---------- ESTRATTO DEL DOCUMENTO

Perché è fondamentale scoprirla e curarla in tempo?

 

«Non solo per risolvere disturbi digestivi ma anche perché a lungo andare può trasformarsi in qualcosa di serio, cioè in cancro allo stomaco. Però non a tutti i medici viene in mente di prescrivere il test dell’Helicobacter pylori quando si presentano i sintomi di gastrite».

 

 

Anche quando non dà sintomi, l’Helicobacter provoca non pochi guai. Quali?

 

«Inizialmente si ha una forte infiammazione della mucosa gastrica, dovuta a quello che scientificamente viene chiamato ’infiltrato polimorfonucleato’. Continuando a colonizzare e a riprodursi indisturbato all’interno della parete gastrica, il batterio provoca atrofia della stessa e la progressiva distruzione delle ghiandole che secernono acido cloridrico, fondamentale per la digestione. È in questa seconda fase che compaiono le difficoltà digestive e, in alcuni casi, l’erosione della parete dello stomaco può arrivare a provocare l’ulcera gastrica».

 

 

C’è di peggio?

 

«Il terzo step, chiamato metaplasia, vede le cellule dello stomaco trasformarsi in cellule intestinali. Poi, se il quadro è compromesso e l’Helicobacter pylori non viene intercettato e debellato, la situazione degenera e può comparire la displasia gastrica, la forma pretumorale che potrà evolvere poi in un tumore, come dimostra uno studio pubblicato nell’ottobre del 2018 da me e dalla mia équipe di ricercatori del Sant’Orsola sulla rivista Alimentary pharmacology & therapeutics».

 

 

Come si cura?

 

«Con la cosiddetta terapia antibiotica sequenziale, che dura dieci giorni. Per i primi 5 giorni si assume amoxicillina, insieme ad un gastroprotettore. Negli altri 5 giorni, un’associazione di due antibiotici, claritromicina e tinidazolo, sempre associati al gastroprotettore. Si ripete il breath test un mese dopo la fine terapia e si vede se l’infezione è stata eradicata. La guarigiobne avviene nel 94% dei casi è guariti e non c’è più rischio che l’Helicobacter torni».

 

 

Quali controindicazioni?

 

«La terapia antibiotica sequenziale non è priva di effetti collaterali, come nausea, diarrea, dolori addominali, dovuti alla disbiosi intestinale che la cura provoca. Disturbi importanti che a volte spingono il paziente ad abbandonare senza che il batterio sia stato debellato».

 

 

Ed è per questo che sono in arrivo novità importanti: i superprobiotici. Come funzionano?

--------------------

DOMANDE SUL MATERIALE:
#1 Rispondi a queste domande sull'intervista dedicata all'Helicobacter pylori:
(a) Quanto dura la terapia antibiotica sequenziale?
(b) Come si chiama il terzo step, in cui le cellule dello stomaco si trasformano in cellule intestinali?
(c) Quali effetti collaterali della terapia vengono citati?
#2 Estrai dall'intervista sull'Helicobacter pylori il brano che comincia con "Anche quando non" e termina con "C’è di peggio?".
Il materiale che segue è distinto dal testo e va considerato a parte.

---------- INSIEME DI DATI

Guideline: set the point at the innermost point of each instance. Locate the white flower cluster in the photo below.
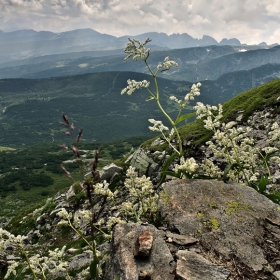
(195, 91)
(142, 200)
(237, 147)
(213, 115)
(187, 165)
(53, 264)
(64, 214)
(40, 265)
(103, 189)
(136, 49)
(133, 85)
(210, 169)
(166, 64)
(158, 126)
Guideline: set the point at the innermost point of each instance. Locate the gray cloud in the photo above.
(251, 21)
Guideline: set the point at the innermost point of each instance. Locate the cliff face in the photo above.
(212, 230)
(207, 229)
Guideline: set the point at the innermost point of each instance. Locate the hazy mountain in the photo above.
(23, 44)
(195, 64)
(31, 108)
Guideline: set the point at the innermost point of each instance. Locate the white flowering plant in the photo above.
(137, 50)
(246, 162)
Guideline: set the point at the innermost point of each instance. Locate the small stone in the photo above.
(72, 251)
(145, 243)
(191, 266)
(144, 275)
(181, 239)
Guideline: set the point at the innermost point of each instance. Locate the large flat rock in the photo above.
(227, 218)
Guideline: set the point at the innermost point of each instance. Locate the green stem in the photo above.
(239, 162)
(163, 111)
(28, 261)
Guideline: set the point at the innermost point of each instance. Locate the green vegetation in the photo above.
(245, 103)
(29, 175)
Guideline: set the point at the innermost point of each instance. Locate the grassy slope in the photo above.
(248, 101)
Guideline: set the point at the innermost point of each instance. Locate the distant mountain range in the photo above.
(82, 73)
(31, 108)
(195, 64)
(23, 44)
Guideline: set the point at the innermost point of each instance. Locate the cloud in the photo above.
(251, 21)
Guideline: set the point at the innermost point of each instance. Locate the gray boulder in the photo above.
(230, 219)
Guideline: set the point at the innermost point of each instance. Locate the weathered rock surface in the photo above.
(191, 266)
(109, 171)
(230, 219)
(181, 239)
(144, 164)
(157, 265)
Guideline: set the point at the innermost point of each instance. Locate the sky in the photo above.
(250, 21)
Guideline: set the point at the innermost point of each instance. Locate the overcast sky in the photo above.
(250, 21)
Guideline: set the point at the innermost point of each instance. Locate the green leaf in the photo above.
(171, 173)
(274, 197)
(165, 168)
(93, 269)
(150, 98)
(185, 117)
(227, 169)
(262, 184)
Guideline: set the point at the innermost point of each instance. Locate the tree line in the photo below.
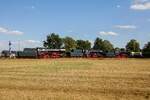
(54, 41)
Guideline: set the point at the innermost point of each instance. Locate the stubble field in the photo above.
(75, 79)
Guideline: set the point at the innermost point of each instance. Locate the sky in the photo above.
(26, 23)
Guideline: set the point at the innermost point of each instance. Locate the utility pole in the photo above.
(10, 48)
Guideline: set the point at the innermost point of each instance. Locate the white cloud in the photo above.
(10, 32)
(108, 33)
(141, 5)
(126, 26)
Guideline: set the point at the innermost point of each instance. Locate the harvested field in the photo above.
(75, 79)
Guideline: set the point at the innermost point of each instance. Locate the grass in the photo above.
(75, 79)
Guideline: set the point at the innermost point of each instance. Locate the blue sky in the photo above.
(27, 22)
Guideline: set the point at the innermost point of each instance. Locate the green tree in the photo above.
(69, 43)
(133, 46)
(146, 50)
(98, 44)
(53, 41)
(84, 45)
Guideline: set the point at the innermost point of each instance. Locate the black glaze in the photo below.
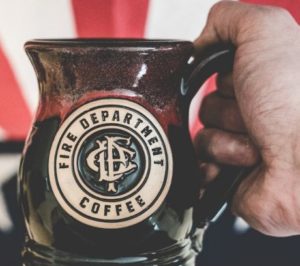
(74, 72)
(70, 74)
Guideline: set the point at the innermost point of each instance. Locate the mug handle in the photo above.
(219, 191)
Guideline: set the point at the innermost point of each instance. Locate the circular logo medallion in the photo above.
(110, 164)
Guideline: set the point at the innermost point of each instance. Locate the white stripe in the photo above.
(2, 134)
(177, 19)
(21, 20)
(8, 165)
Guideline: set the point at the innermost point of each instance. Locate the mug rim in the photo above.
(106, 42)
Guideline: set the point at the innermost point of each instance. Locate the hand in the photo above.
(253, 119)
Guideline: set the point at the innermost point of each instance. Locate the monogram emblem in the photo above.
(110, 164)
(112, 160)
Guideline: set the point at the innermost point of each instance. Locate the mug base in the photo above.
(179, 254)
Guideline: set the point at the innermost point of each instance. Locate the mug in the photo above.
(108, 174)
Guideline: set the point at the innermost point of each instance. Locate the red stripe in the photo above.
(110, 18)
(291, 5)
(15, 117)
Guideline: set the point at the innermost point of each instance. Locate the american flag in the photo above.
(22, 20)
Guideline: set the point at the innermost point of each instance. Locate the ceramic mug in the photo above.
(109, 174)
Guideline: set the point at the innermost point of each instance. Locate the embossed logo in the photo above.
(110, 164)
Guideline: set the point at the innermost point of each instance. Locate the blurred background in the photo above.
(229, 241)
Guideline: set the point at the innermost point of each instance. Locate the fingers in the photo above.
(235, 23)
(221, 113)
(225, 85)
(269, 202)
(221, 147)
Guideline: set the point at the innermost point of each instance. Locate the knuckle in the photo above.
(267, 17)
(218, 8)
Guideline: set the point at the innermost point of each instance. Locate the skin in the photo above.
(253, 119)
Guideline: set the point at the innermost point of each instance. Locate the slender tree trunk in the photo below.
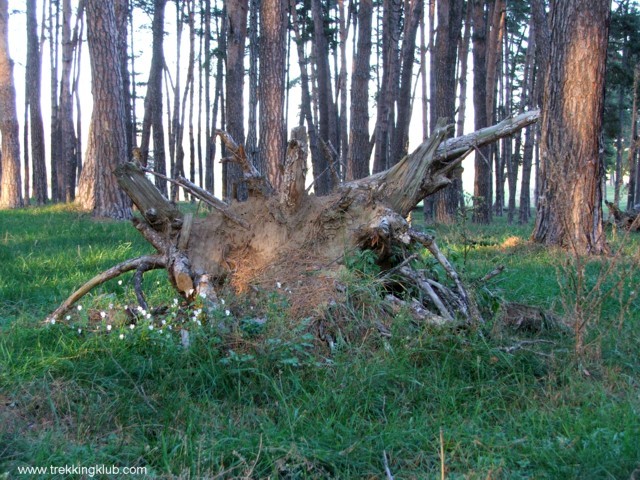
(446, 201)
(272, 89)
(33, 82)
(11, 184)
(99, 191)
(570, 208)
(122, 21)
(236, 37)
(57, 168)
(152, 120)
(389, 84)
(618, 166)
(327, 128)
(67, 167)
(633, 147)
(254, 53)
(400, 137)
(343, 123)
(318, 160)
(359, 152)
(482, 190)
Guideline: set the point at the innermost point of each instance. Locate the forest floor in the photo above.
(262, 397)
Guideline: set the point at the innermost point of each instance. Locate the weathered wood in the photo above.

--------------------

RISPOSTE:
#1
(a) Dieci giorni.
(b) Metaplasia.
(c) Nausea, diarrea e dolori addominali.

#2
Anche quando non dà sintomi, l’Helicobacter provoca non pochi guai. Quali?

 

«Inizialmente si ha una forte infiammazione della mucosa gastrica, dovuta a quello che scientificamente viene chiamato ’infiltrato polimorfonucleato’. Continuando a colonizzare e a riprodursi indisturbato all’interno della parete gastrica, il batterio provoca atrofia della stessa e la progressiva distruzione delle ghiandole che secernono acido cloridrico, fondamentale per la digestione. È in questa seconda fase che compaiono le difficoltà digestive e, in alcuni casi, l’erosione della parete dello stomaco può arrivare a provocare l’ulcera gastrica».

 

 

C’è di peggio?